→ **EXTRACT**
This happens when there is the formation of grooves in the weld toe. It decreases the cross-sectional thickness of the base metal and weakens welds.

Undercut Causes-

• Apply too-fast weld speed
• Incorrect gas shielding and filler metal
• Incorrect use of angle (delivering more heat to free edges)
• Use larger diameter electrodes
• Use poor welding methods
• Using too high weld current

Undercut Remedies-

• Apply the multipass technique
• Decrease the arc length
• Decrease the travel speed of the electrode (but not too slowly)
• Select the right shielding gas as per the material structure
• Use appropriate stream when approaching thin areas/free edges
• Use of suitable electrode angle (delivering more heat towards thicker components)

14. Weld Cracks

This occurs when there is a strong heat during welding and appears on the surface or in the weld metal. These are the most risky welding defect types. Depending on the temperature, the different types of cracks include.

(i) Hot Cracks – This happens when the temperature exceeds 10,000°C during the welding process or the crystallization process of the weld joint.

(ii) Cold Cracks – This happens mostly in steel structures after the weld is created and the metal temperature has passed down. They can come even after hours or days of welding steel.

(iii) Crater Cracks – This occurs at the end of the welding process before the operator completes the weld joint. There must be sufficient weld in volume to overcome the metal shrinkage.

→ **SOURCE EXCERPT**
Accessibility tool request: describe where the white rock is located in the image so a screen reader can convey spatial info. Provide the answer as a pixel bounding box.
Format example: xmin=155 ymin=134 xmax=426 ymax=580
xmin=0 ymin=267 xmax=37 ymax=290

→ **STATED EXERCISE 1**
According to the welding defects text, when do crater cracks occur?
→ **STATED EXERCISE 2**
Continue the welding defects text from where it stops.
This data has no connection to the welding defects text.

→ **TASK OUTPUT 1**
They occur at the end of the welding process, before the operator completes the weld joint.

→ **TASK OUTPUT 2**
Weld Crack Causes-

• Apply low current with high welding speed
• Contamination of base metal
• A high mixture of sulfur and carbon in the metal
• Improper filling of the crater in welding
• Lack of preheating before starting welding
• Poor design concept
• Residual stress solidification due to shrinkage
• Use hydrogen while welding ferrous metals

Weld Crack Remedies-

• Clean the metal surface before welding
• Ensure the crater is properly filled to prevent crater cracks
• Keep decent cooling of the weld area
• Preheat the metal before starting to welding
• Use a correct mixture of sulfur and carbon in the metal
• Use proper design concepts
• Using suitable metals
• Utilize appropriate welding speed/current

15. Whiskers

This occurs when the short lengths of electrode wire are glued through the weld on the root side of the joint. This is because of the electrode wire protruding from the leading edge of the weld pool.

Whiskers Causes-

• Apply an increase in the electrode wire feed speed
• Excessive travel speed

Whiskers Remedies-

• Keep travel speed optimal (avoid going too fast)
• Reduce the electrode wire feed speed

16. Burn Through

This happens when a lot of heat is applied during the welding, the metal can blow a hole through the center. This commonly occurs while welding thin parts less than 1/4 inch thick.

Burn Through Causes-

• Happens with thick stock if welder settings are too high
• Improper use of metal hold-down and clamping
• Significantly large gap between the pieces
• Very slow moment of the torch

Burn Through Remedies-

• Avoid excessive gaps between plates
• Employ normal travel speed (not too slow or too fast)
• Keep current control (not increasing too much)
• Propper use of metal hold-down and clamping

Mig Weld Defects

Metal Inert Gas welding is a popular welding process. It uses a consumable electrode and a shielding gas to create a weld. Similar to other welding processes, Mig welding also experiences various welding defect types.

Some common Mig welding defects include-

1. Porosity – They are small gas pockets or voids within the weld metal.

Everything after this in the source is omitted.